Economia 09/04/2025 06:14

EUA x China: Trump paga para ver, e Xi entra na guerra comercial. O que esperar da economia global agora?

A guerra comercial desencadeada pelo presidente dos Estados Unidos, Donald Trump, entrou em novo patamar. Após a primeira reação da China às suas “tarifas recíprocas”, ele anunciou ontem que pode impor à China novas tarifas de 50%, o que levaria as sobretaxas a um total de 104%.

Isso alimentou o pânico nos mercados acionários globais, que já haviam aberto em forte queda na Ásia como reflexo da retaliação de Pequim, anunciada na sexta-feira. Segundo a Bloomberg e cálculos da consultoria Elos Ayta, desde o anúncio do tarifaço, na quarta-feira, as perdas nos principais mercados acionários globais ultrapassam os US$ 8 trilhões.

Trump ressaltou que não vai ceder nas tarifas. Mas a Casa Branca já começou a negociar com o Japão e cerca de 50 países, segundo o secretário do Tesouro, Scott Bessent.

Na noite de ontem, o governo de Xi Jinping prometeu “lutar até o fim” caso os EUA insistam em impor novas tarifas.

“A ameaça dos EUA de aumentar as tarifas sobre a China é um erro sobre outro erro. Se os EUA insistirem em seu próprio caminho, a China lutará até o fim”, disse o Ministério do Comércio da China, que pediu diálogo para resolver disputas.

O recado vem depois de Pequim ter anunciado, na sexta-feira, que iria retaliar os EUA no melhor estilo “olho por olho”, aplicando a partir de 10 de abril uma tarifa de 34% sobre todos os produtos americanos.

O presidente dos EUA, Donald Trump, assina ordem executiva que impõe tarifas recíprocas — Foto: Saul Loeb/AFP
O presidente dos EUA, Donald Trump, assina ordem executiva que impõe tarifas recíprocas — Foto: Saul Loeb/AFP

— Deixamos claro, em diversas ocasiões, que pressionar ou ameaçar a China não é a maneira correta de negociar conosco. A China defenderá com firmeza seus direitos e interesses legítimos — disse à AFP o porta-voz da Embaixada chinesa nos EUA, Liu Pengyu.

O dia ontem foi de perdas nas bolsas em todo o mundo. Em Nova York, houve forte volatilidade. No fim da manhã, os índices chegaram a subir com força após rumores de que Trump estaria disposto a adiar a entrada em vigor das tarifas por até 90 dias.

O Nasdaq saltou 4,19%, o S&P 500 avançou 3,18% e o Dow Jones chegou a subir 2,19%. A Casa Branca, porém, desmentiu os rumores, e os índices voltaram a cair, encerrando em queda de 0,91% (Dow Jones) e 0,23% (S&P 500). Já o Nasdaq conseguiu fechar em alta de 0,10%.

• Material do exercício
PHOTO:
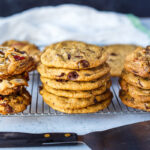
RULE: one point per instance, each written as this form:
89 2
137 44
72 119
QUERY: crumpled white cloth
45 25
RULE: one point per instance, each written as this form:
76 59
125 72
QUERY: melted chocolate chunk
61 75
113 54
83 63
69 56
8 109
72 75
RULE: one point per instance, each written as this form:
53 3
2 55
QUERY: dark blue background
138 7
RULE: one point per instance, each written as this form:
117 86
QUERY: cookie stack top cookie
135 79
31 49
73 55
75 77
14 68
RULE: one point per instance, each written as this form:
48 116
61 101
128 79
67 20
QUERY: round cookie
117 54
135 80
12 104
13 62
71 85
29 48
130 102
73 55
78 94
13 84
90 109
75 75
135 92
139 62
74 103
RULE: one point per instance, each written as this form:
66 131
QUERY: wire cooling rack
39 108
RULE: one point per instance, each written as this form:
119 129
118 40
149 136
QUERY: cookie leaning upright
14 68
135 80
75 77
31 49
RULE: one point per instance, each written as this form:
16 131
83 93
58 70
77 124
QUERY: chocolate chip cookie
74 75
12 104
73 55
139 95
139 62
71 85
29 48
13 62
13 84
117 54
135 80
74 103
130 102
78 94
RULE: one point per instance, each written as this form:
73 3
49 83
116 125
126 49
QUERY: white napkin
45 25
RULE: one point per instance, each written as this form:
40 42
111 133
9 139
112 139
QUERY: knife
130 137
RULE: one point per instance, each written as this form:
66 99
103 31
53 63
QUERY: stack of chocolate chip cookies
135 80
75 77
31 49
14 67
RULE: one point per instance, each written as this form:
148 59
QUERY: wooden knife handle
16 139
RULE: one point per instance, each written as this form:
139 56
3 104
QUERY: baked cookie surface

• Tarefas a cumprir
A: Extraia todas as linhas que contêm a palavra "white", diferenciando maiúsculas de minúsculas.
B: Prossiga o texto sobre a guerra comercial entre EUA e China, começando logo depois da última frase.

• As respostas
A:
QUERY: crumpled white cloth
QUERY: white napkin

B:
O que esperar?

Cristiano Oliveira, diretor de pesquisa econômica do Banco Pine, explica que a crise vem do fato de que o mercado “não consegue precificar incerteza”:

— O mercado tem incerteza sobre o quão recessivas essas políticas podem ser. Além do aspecto recessivo (das tarifas), também aparece um potencial inflacionário muito grande e, pior, persistente.

‘Espetáculo circense’

No Brasil, o Ibovespa encerrou em queda de 1,31%, aos 125.588 pontos. Segundo Luciano Telo, chefe de investimentos no braço de gestão de fortunas do suíço UBS, o Brasil acompanhou a desvalorização global por “falta de história própria”.

Operador na bolsa de Nova York (NYSE), acompanha a queda nas Bolsas após anúncio de tarifaço pelos EUA — Foto: TIMOTHY A. CLARY / AFP
Operador na bolsa de Nova York (NYSE), acompanha a queda nas Bolsas após anúncio de tarifaço pelos EUA — Foto: TIMOTHY A. CLARY / AFP

Ele avalia que as perdas não foram maiores porque os preços dos ativos já estão baixos. Pesou a desvalorização de commodities como petróleo e minério de ferro, pressionando papéis de Petrobras e Vale.

O barril do petróleo tipo Brent para entrega em junho perdeu 2,1%, a US$ 64,21, segundo a Blooomberg. Já o minério de ferro em Dalian (China) recuou 2,8%. A Vale caiu 1,20%, e a Petrobras perdeu 5,57% (ON) e 3,97% (PN).

— É como um espetáculo circense, e precisa acabar logo — disse à Bloomberg o ex-estrategista do JPMorgan Chase Marko Kolanovic, referindo-se ao tarifaço.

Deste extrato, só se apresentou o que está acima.